═══ Source extract
Opinion

Stop companies from discouraging Saudi job applicants

May 26, 2018
Stop companies from discouraging Saudi job applicants

Saeed Al-Suraihi

Okaz

I do not know whether the company that advertised a job requiring prospective applicants to be proficient in 11 languages was doing so as a joke or was serious. However, I believe that the person who published the advert on the Human Resource Development Fund (HADAF) website should be made to undergo a medical examination.

Bravery alone is not sufficient to explain this strange condition that is shameful and absurd. As a result, the authorities have launched an investigation into the incident and questioned officials of the company that published the controversial advertisement.

We wish the investigating agency would tell us the number of languages being spoken and written fluently by the company’s owner and staff. The required languages include Japanese, Chinese, French, Somali, Indonesian, Vietnamese, Italian, Albanian and Persian.
══════
═══ Material shown
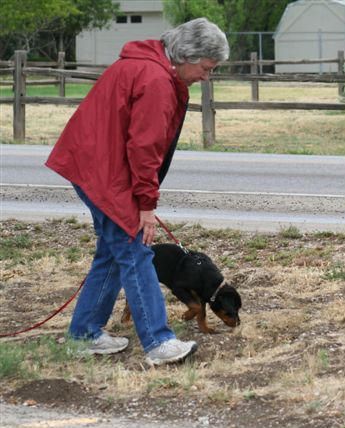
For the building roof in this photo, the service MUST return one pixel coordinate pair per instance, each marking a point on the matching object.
(293, 11)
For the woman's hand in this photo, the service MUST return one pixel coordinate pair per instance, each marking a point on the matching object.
(148, 224)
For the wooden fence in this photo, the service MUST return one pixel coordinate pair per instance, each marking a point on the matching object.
(21, 68)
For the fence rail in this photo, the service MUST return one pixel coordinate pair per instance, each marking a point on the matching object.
(21, 69)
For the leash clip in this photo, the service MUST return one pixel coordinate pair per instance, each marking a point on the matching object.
(183, 248)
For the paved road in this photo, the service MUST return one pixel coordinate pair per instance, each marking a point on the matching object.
(20, 416)
(235, 172)
(243, 191)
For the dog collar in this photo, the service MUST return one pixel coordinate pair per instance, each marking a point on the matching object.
(214, 295)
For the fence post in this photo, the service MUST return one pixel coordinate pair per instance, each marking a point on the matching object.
(62, 79)
(254, 70)
(341, 70)
(208, 114)
(19, 79)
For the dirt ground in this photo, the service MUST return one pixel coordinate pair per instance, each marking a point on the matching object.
(283, 366)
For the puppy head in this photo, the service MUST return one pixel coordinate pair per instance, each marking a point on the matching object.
(227, 304)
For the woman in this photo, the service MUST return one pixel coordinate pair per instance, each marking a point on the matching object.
(116, 150)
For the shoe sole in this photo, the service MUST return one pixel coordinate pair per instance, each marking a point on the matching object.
(180, 358)
(104, 351)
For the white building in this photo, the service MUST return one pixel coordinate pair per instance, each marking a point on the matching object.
(140, 20)
(310, 29)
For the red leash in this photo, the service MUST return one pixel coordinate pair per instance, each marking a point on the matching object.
(169, 233)
(61, 308)
(47, 319)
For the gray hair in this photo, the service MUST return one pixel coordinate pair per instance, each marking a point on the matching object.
(196, 39)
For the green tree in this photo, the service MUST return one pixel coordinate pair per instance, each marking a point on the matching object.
(252, 15)
(38, 24)
(179, 11)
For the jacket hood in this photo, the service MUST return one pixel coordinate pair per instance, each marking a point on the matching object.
(147, 50)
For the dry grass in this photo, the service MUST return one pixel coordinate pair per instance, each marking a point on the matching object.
(305, 132)
(286, 358)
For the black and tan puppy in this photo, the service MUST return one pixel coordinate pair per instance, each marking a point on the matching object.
(195, 280)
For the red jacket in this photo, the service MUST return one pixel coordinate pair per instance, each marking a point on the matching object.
(114, 145)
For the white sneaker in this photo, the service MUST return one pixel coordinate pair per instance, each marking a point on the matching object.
(171, 351)
(106, 344)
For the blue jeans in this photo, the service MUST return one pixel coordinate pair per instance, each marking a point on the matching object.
(120, 262)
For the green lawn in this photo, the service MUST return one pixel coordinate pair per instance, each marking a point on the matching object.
(73, 90)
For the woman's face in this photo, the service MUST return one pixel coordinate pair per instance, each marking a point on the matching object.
(191, 73)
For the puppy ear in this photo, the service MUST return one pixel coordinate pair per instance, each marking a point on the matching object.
(230, 295)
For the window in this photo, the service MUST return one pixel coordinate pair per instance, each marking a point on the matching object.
(136, 19)
(121, 19)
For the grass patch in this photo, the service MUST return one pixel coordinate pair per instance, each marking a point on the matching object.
(314, 132)
(12, 248)
(287, 353)
(73, 90)
(335, 272)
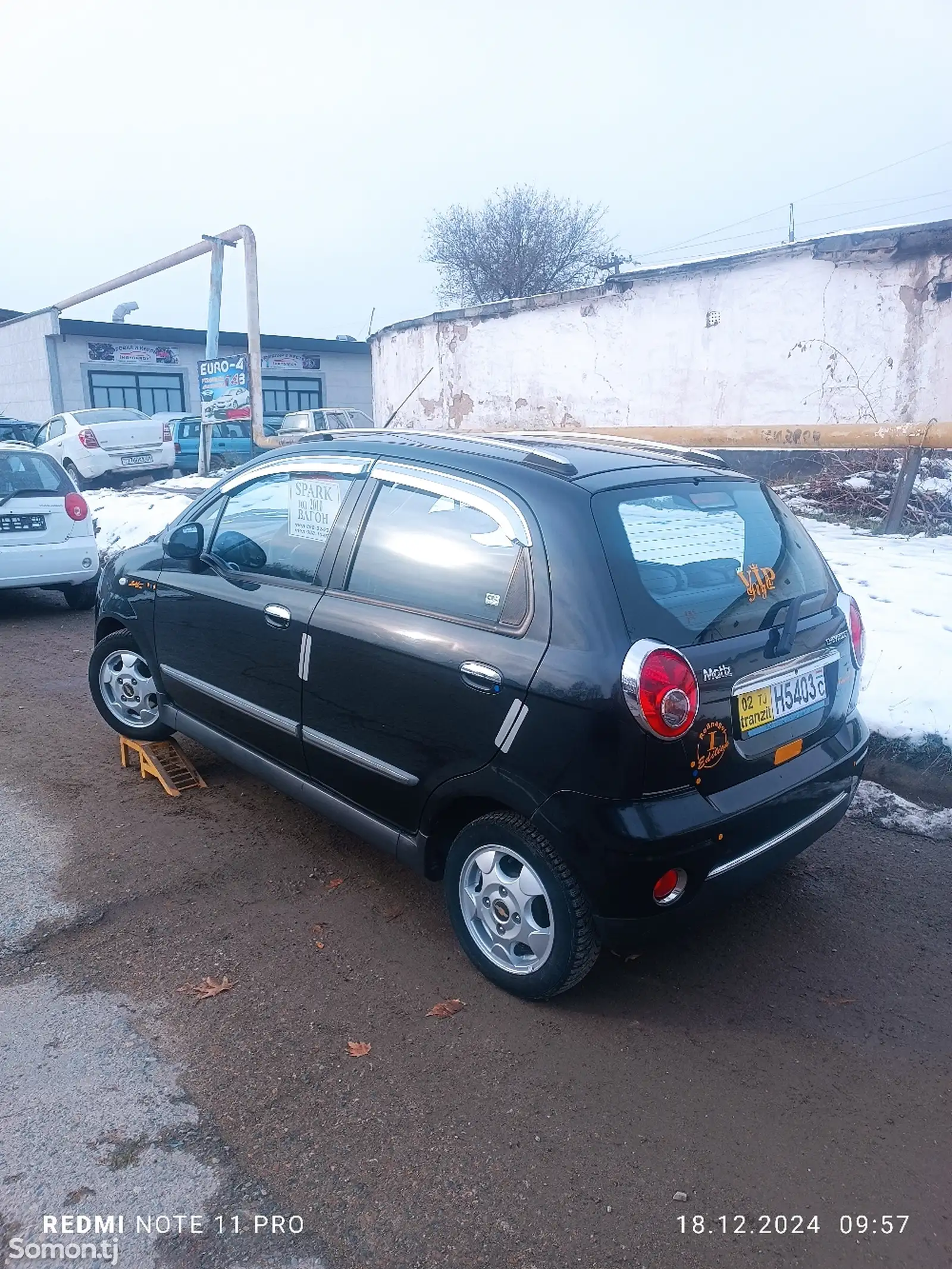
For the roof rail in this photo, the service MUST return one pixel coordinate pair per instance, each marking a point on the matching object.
(635, 442)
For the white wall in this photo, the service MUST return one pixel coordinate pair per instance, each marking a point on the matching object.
(24, 371)
(790, 325)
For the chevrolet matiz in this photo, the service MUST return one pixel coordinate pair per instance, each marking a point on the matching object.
(593, 685)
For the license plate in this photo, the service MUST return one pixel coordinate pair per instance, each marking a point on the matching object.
(22, 523)
(781, 702)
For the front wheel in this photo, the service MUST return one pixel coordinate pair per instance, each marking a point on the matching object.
(517, 908)
(124, 688)
(79, 480)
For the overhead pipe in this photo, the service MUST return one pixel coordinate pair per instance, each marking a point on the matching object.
(239, 234)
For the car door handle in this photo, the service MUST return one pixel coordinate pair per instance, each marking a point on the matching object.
(277, 616)
(480, 676)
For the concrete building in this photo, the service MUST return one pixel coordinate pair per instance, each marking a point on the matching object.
(51, 364)
(844, 328)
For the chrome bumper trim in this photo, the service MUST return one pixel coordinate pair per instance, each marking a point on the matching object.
(781, 836)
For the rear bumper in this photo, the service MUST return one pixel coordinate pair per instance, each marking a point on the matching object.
(49, 565)
(724, 844)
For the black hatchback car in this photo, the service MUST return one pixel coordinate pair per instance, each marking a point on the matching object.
(593, 685)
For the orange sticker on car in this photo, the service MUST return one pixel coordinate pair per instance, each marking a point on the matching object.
(757, 581)
(712, 744)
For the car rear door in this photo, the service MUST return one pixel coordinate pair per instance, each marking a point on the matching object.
(230, 630)
(425, 643)
(719, 568)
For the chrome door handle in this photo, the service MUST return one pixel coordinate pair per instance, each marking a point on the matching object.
(277, 616)
(480, 676)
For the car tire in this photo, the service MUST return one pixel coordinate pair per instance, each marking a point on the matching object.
(540, 938)
(116, 662)
(82, 596)
(75, 476)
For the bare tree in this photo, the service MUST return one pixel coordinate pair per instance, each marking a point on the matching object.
(521, 243)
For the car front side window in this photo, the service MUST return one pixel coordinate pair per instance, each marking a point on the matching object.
(280, 524)
(443, 550)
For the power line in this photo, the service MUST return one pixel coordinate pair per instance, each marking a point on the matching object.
(804, 198)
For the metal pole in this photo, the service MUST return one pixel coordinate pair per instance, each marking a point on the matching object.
(211, 349)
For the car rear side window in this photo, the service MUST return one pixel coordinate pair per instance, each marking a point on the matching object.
(706, 560)
(280, 524)
(440, 554)
(31, 474)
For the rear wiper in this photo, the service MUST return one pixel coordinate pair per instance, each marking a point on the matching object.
(17, 493)
(785, 640)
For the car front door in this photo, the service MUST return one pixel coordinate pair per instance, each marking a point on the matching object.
(230, 628)
(425, 643)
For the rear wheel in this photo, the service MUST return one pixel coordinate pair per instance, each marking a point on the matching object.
(82, 596)
(517, 908)
(124, 688)
(78, 479)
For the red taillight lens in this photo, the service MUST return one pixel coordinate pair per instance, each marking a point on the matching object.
(857, 634)
(660, 690)
(75, 506)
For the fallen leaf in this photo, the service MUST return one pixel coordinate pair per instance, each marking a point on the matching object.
(207, 988)
(446, 1009)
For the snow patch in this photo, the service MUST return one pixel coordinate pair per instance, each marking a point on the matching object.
(888, 809)
(904, 589)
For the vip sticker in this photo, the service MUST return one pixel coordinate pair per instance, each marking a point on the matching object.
(712, 744)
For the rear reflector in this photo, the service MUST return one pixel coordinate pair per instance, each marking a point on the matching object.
(75, 507)
(786, 751)
(669, 886)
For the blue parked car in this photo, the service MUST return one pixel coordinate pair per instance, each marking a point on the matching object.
(231, 442)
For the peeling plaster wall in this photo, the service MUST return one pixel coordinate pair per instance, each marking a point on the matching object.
(24, 367)
(800, 340)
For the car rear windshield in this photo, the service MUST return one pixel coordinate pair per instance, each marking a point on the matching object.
(84, 418)
(702, 560)
(31, 474)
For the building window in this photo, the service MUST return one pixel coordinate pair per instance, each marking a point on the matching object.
(151, 394)
(282, 396)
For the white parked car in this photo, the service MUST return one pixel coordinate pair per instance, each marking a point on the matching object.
(108, 442)
(46, 529)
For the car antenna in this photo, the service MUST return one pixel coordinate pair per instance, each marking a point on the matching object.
(408, 397)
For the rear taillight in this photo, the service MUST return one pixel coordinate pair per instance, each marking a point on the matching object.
══════
◆ **Tasks to complete**:
1. According to the opinion piece, on which website did the job advertisement appear?
2. List every language the opinion piece names after the word "French".
3. Extend the opinion piece, picking up after its final sentence.
The entries bear no relation to the opinion piece.

◆ **Replies**:
1. The Human Resource Development Fund (HADAF) website.

2. Somali, Indonesian, Vietnamese, Italian, Albanian and Persian.

3.
This is a crippling condition required by an organization that is looking for excuses not to employ Saudis and to justify their applications for recruitment visas. Companies such as this also set other difficult conditions, such as the need to have many years of experience. They know that newly graduated Saudis will be automatically disqualified.

Companies can get rid of the condition of experience if they provide young Saudi applicants with necessary training once they have been selected. These companies are looking for ordinary employees and workers, not experts from NASA and the International Atomic Energy Agency. The authorities should not only investigate this company but also other companies that set similar difficult conditions in order to deter Saudi applicants and justify their applications for recruitment visas.